Aim: Quote all of the data below exactly, please.

[Pointing and labeling entries]
━━━━━━━━━━━━━━━━━━━━━━━━━━━━━━

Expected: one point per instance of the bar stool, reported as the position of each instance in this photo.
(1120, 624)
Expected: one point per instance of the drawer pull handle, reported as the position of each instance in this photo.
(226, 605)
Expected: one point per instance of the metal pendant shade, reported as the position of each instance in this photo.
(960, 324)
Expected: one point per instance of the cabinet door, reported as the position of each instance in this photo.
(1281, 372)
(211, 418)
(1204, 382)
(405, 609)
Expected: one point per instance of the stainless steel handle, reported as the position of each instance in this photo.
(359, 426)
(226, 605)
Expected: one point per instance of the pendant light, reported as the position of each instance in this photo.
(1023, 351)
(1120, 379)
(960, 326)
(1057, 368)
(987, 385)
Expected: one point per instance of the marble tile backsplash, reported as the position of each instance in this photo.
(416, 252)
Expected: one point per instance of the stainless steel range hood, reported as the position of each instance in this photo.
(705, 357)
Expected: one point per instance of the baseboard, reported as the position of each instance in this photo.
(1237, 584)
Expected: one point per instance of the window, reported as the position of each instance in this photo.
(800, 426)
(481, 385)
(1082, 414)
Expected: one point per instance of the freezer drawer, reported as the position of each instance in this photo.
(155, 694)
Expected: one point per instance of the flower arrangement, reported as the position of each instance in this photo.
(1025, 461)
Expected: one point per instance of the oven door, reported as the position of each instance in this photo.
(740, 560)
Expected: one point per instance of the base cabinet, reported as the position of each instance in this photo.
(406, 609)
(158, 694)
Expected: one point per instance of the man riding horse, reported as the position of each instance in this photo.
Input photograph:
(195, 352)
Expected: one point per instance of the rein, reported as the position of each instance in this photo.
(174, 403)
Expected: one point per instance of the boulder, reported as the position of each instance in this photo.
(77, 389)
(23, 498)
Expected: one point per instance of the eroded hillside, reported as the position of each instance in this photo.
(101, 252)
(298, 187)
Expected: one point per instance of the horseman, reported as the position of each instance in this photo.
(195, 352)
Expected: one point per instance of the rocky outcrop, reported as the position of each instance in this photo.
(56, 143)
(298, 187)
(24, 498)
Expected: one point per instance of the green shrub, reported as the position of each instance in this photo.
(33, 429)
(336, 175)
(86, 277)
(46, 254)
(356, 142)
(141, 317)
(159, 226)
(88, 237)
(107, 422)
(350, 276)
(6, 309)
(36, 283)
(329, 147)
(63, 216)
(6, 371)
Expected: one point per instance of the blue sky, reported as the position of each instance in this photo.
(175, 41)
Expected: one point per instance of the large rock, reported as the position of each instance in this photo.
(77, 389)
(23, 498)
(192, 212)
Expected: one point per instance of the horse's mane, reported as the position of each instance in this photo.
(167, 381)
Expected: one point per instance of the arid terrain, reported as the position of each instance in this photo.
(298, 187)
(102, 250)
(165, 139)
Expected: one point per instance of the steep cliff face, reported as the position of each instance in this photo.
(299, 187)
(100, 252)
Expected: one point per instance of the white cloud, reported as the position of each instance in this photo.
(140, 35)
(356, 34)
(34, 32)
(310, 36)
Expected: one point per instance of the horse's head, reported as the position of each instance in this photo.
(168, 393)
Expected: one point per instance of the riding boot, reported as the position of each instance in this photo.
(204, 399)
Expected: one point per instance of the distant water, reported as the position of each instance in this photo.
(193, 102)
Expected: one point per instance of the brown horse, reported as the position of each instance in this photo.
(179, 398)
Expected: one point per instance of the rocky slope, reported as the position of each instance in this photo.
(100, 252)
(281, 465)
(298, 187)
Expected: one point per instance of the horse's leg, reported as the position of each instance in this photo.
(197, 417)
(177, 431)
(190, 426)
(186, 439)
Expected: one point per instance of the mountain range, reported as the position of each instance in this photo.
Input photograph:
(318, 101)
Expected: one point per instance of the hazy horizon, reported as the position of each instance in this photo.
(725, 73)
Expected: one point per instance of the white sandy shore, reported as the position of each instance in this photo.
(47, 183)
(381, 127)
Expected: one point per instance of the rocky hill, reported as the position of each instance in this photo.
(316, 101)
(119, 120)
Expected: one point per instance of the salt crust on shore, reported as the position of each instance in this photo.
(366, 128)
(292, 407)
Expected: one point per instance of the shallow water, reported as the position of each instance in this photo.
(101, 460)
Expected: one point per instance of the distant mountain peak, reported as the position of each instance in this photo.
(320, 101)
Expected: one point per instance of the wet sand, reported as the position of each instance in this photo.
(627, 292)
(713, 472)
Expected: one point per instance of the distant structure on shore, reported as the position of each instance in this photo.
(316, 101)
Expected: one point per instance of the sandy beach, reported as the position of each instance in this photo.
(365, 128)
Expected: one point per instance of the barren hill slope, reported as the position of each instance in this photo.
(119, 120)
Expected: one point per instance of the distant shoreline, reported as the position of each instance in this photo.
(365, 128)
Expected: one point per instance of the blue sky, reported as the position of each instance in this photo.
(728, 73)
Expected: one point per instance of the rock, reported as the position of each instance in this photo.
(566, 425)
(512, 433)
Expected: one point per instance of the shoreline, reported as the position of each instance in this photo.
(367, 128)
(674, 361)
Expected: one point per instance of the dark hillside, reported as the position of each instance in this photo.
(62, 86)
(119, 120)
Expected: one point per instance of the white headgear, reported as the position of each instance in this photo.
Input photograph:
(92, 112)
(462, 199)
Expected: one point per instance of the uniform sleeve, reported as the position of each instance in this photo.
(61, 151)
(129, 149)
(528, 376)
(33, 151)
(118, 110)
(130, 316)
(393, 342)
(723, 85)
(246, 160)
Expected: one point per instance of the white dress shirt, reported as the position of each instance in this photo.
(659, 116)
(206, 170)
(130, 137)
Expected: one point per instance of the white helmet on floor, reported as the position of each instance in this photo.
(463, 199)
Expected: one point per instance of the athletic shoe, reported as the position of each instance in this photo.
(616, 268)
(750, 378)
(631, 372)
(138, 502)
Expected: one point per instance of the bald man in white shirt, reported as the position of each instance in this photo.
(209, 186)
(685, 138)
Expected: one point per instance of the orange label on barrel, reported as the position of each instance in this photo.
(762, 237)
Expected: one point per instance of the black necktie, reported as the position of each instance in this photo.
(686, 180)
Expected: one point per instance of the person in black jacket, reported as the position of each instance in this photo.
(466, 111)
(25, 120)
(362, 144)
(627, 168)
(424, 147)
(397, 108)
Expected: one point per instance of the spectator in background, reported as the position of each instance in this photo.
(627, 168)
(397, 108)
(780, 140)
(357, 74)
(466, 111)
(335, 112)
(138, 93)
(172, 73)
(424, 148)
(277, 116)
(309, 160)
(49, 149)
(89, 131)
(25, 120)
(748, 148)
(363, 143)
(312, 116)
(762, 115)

━━━━━━━━━━━━━━━━━━━━━━━━━━━━━━

Complete response:
Expected: one point per instance of the bar stool, reported as the position of each instance in this photo.
(1120, 624)
Expected: one point per instance of the drawer pull handle, reported as the position of each instance in this photo.
(226, 605)
Expected: one point per instance of the metal pendant shade, reported as the position of each instance in this photo.
(960, 324)
Expected: one point per instance of the cabinet door, reported as the position of each instance in this photo.
(1281, 372)
(211, 418)
(1204, 382)
(405, 609)
Expected: one point per instance of the stainless steel handle, reported as the position of each instance in this photo.
(359, 426)
(226, 605)
Expected: one point per instance of the pendant light, reported as the position of each instance in this photo.
(1023, 351)
(1120, 379)
(960, 326)
(1057, 368)
(987, 385)
Expected: one point per instance of the marble tile backsplash, reported as the position of each instance in this photo.
(416, 252)
Expected: one point per instance of the stainless steel range hood, reported as the position of each instance in this photo.
(705, 357)
Expected: one point per instance of the baseboard, reported as the position of each instance in this photo.
(1237, 584)
Expected: one point per instance of the window, reported as the position of each instance in this photo.
(800, 426)
(481, 385)
(1082, 414)
Expected: one point per instance of the freezer drawer, reported as the position of each instance in this photo.
(155, 694)
Expected: one point per instance of the flower arrangement, reported as the position of each instance in this photo.
(1025, 461)
Expected: one point per instance of the oven door, reported as the position of each instance in this photo.
(740, 560)
Expected: one point per instance of the base cabinet, reported as the position of each instance in this photo.
(406, 609)
(158, 694)
Expected: one point per instance of the man riding horse, reported as the position of each instance in this photo.
Input photograph:
(195, 352)
Expected: one point per instance of the rein, reported as the position of each instance in this photo.
(174, 403)
Expected: one point per instance of the boulder, reported as the position of each instance in this photo.
(77, 389)
(23, 498)
Expected: one point per instance of the eroded hillside, reported as the position of each instance in this photo.
(101, 252)
(298, 187)
Expected: one point per instance of the horseman, reported as the position of each instance in this photo.
(195, 352)
Expected: one point per instance of the rocky outcrop, reported as the position of each instance in this photo.
(56, 143)
(298, 187)
(24, 498)
Expected: one point per instance of the green shrub, reported as the position of each instance in this photo.
(33, 429)
(336, 175)
(86, 277)
(46, 254)
(356, 142)
(141, 317)
(159, 226)
(88, 237)
(107, 422)
(350, 276)
(6, 309)
(36, 283)
(329, 147)
(63, 216)
(6, 371)
Expected: one point per instance of the blue sky, reported as the position of each instance in this photo.
(175, 41)
Expected: one point per instance of the large rock, reported as the position of each instance in this photo.
(77, 389)
(23, 498)
(192, 212)
Expected: one point per instance of the horse's mane, reported as the position of each instance in this photo.
(167, 381)
Expected: one point per instance of the arid terrain, reported as the position of each instance in this photo.
(298, 187)
(102, 250)
(165, 139)
Expected: one point per instance of the steep cliff face, reported as the position of each instance in this photo.
(299, 187)
(100, 252)
Expected: one point per instance of the white cloud, reported as the position of each instance in this photo.
(140, 35)
(356, 34)
(34, 32)
(310, 36)
Expected: one point per instance of the horse's head, reported as the position of each instance in this photo.
(168, 393)
Expected: one point per instance of the riding boot, reported as the position of each instance in this photo.
(204, 399)
Expected: one point per instance of the distant water, reported as the position of each instance in this photo.
(193, 102)
Expected: one point per instance of the brown horse, reported as the position of each instance in this photo.
(179, 398)
Expected: one point per instance of the rocky slope, reported as the position of each instance in this photo.
(100, 252)
(281, 465)
(298, 187)
Expected: one point per instance of the horse's leg, reported as the position of each instance in this photo.
(197, 417)
(177, 431)
(190, 426)
(186, 439)
Expected: one point per instance of the mountain range, reported as the position of each instance in this photo.
Input photograph:
(318, 101)
Expected: one point per instance of the hazy horizon, reported as the position of each instance in this photo.
(725, 73)
Expected: one point per instance of the white sandy shore, reported as the position of each instance in this photo.
(47, 183)
(381, 127)
Expected: one point per instance of the rocky hill, reported as the position of each instance in this photo.
(316, 101)
(119, 120)
Expected: one point per instance of the salt crust on shore, reported as the position of each instance in this photo.
(366, 128)
(292, 407)
Expected: one point per instance of the shallow water, reported as the position of each instance in this photo.
(101, 460)
Expected: one point per instance of the distant mountain peak, reported as the position of each instance in this photo.
(320, 101)
Expected: one point per instance of the wet sand, reported as the position of each instance in this photo.
(627, 292)
(713, 472)
Expected: one point per instance of the distant structure on shore, reported as the position of each instance in this photo.
(316, 101)
Expected: one point per instance of the sandy beach, reported as the position of each instance in this photo.
(365, 128)
Expected: one point per instance of the barren hill slope, reported as the position of each instance in this photo.
(119, 120)
Expected: one point per instance of the distant shoreline, reported as the position of each instance in this photo.
(365, 128)
Expected: one point per instance of the blue sky, reported as the position of each instance in this photo.
(728, 73)
Expected: one point per instance of the rock, reported as the position of each instance in this photo.
(566, 425)
(512, 433)
Expected: one point per instance of the shoreline, reported as the position of each instance in this photo.
(367, 128)
(674, 361)
Expected: one point per instance of the dark hillside, reported as the position of each instance in this photo.
(62, 86)
(119, 120)
Expected: one point per instance of the white headgear, reported as the position of each instance in this photo.
Input photograph:
(92, 112)
(462, 199)
Expected: one point per instance of the uniform sleeve, reported as the position of each instance in this photo.
(61, 151)
(129, 149)
(528, 376)
(33, 151)
(118, 110)
(130, 316)
(393, 342)
(723, 85)
(246, 160)
Expected: one point per instance of the white dress shirt, reported as the position of each instance in this photo.
(659, 116)
(206, 170)
(130, 137)
Expected: one point per instance of the white helmet on floor, reported as the position of each instance in this photo.
(463, 199)
Expected: one point per instance of the athletic shoe, reported as the position of each instance in this photo.
(616, 268)
(750, 378)
(631, 372)
(138, 502)
Expected: one point per instance of the bald man in white shirt, reported as the position of each instance in this photo.
(209, 186)
(685, 138)
Expected: one point per instance of the orange label on barrel, reported as the position of each instance in this photo.
(762, 237)
Expected: one point per instance of the black necktie, reported as the position of each instance in this photo.
(686, 180)
Expected: one point per instance of the person in black jacket, reported as the position of each instance in this photo.
(466, 111)
(25, 120)
(362, 144)
(627, 168)
(424, 147)
(397, 108)
Expected: one point per instance of the spectator in background, reported as the position of each instance in this photo.
(627, 168)
(397, 108)
(780, 140)
(357, 74)
(466, 111)
(335, 112)
(138, 93)
(172, 73)
(424, 148)
(277, 116)
(309, 160)
(49, 149)
(89, 131)
(25, 120)
(748, 148)
(363, 143)
(312, 116)
(762, 115)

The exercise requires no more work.